*EXTRACTO DE PÁGINA:*
- - - -

Romeo es del
color del caramelo. Aunque yo le suelo llamar tocinete o croqueta porque
también le va con su gordura y tonalidad. Es de pelo corto y gesto triste, y
sus dos ojos negros, ya velados por las cataratas, miran con esa mirada
exclusiva y maravillosa que tan sólo los perros poseen.
En estos seis
años juntos, hemos vivido muchas experiencias. Hemos corrido por la playa, nos
hemos revolcado por la arena, él escarbando como un loco cuando yo enterraba
mis piernas. Hemos viajado muchos kilómetros en coche, Romeo apoyando su cabeza
en el respaldo de mi sillón atento a la carretera, como pendiente de indicarme
cualquier despiste por mi parte como conductora. He tenido que mediar en alguna
que otra pelea con colegas, que tiene en su ADN algo de macarra y a según qué
machos no les tolera ni un poco, pero eso sí, siempre galante con las hembras.
Pícaro y despierto, ágil. Ha nadado en ríos hasta de Francia y ha montado en
coche de caballos. Su vida no ha sido corriente, ni triste, ni anodina.
Ahora ya está
viejito. Dieciséis años para un perro son como una centena para una persona, e
inevitablemente comienza con serios achaques. Sus patas traseras le fallan,
esas mismas que tanto han saltado y corrido. Casi no oye, y casi no ve. Ahora pasamos
muchos momentos tumbados en el sofá, uno junto al otro, sintiéndonos el
corazón, el calor y la vida. Levanta su mirada hacia la mía y sólo con eso nos
entendemos. Sin palabras. Yo le arropo tiernamente y él acomoda su canoso
hocico en un gesto de complacencia y bienestar.

- - - -

*QUÉ HACER:*
• 1. Reproduce el texto sobre el perro Romeo desde "Ahora ya está" hasta "complacencia y bienestar.", incluido este último fragmento.
• 2. Prosigue el texto sobre el perro Romeo a partir de su última oración.

*DATOS GUARDADOS:*
- - - -

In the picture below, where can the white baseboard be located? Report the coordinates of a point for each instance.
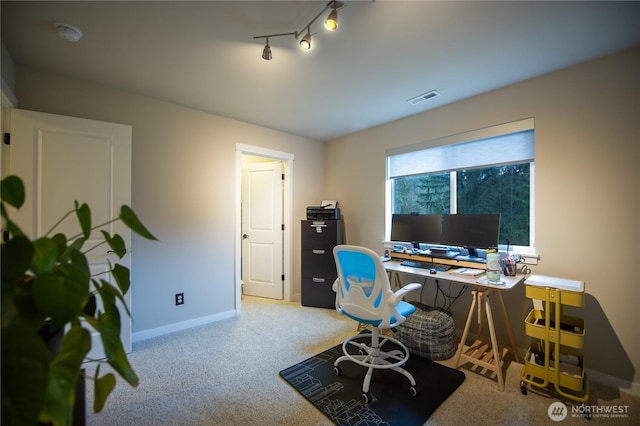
(180, 326)
(632, 388)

- - - -

*RESULTADOS:*
• 1.
Ahora ya está
viejito. Dieciséis años para un perro son como una centena para una persona, e
inevitablemente comienza con serios achaques. Sus patas traseras le fallan,
esas mismas que tanto han saltado y corrido. Casi no oye, y casi no ve. Ahora pasamos
muchos momentos tumbados en el sofá, uno junto al otro, sintiéndonos el
corazón, el calor y la vida. Levanta su mirada hacia la mía y sólo con eso nos
entendemos. Sin palabras. Yo le arropo tiernamente y él acomoda su canoso
hocico en un gesto de complacencia y bienestar.

• 2.
El otro día
sufrió un colapso al subir las escaleras porque la respiración comienza a
fallarle. Yo pensé que era el final. Ha remontado y se le ve bien, pero me voy
concienciando de que su ciclo de vida llega a su fin. El dolor sé que será
intenso, y mi desconsuelo infinito. Tan sólo pido fuerzas para ese momento,
para no fallarle en el último instante, para consolarle en su adiós, y
permitirle marchar con la esperanza de un nuevo encuentro. Me gustaría que fuese
como cada noche cuando voy a dormir, y le doy un último beso, cuando le tapo y
le susurro al oído que le quiero.
Ser maduro
significa eso, me dicen, aceptar que la vida tiene un fin, la vida y el amor.
Tener que asumir que un día nos quedaremos absolutamente solos y que la belleza
y la alegría de los seres a los que amamos se irán con ellos. La inevitable
separación. La terrible y definitiva despedida.
De momento Romeo
sigue ahí aguantando, acostado, aferrado a su cama. Me mira de soslayo mientras
se adormece. Le observo con infinita ternura, viendo como sus párpados se
vencen al sueño. Quisiera que fuese eterno, pero me ahogo y mis lágrimas
brotan.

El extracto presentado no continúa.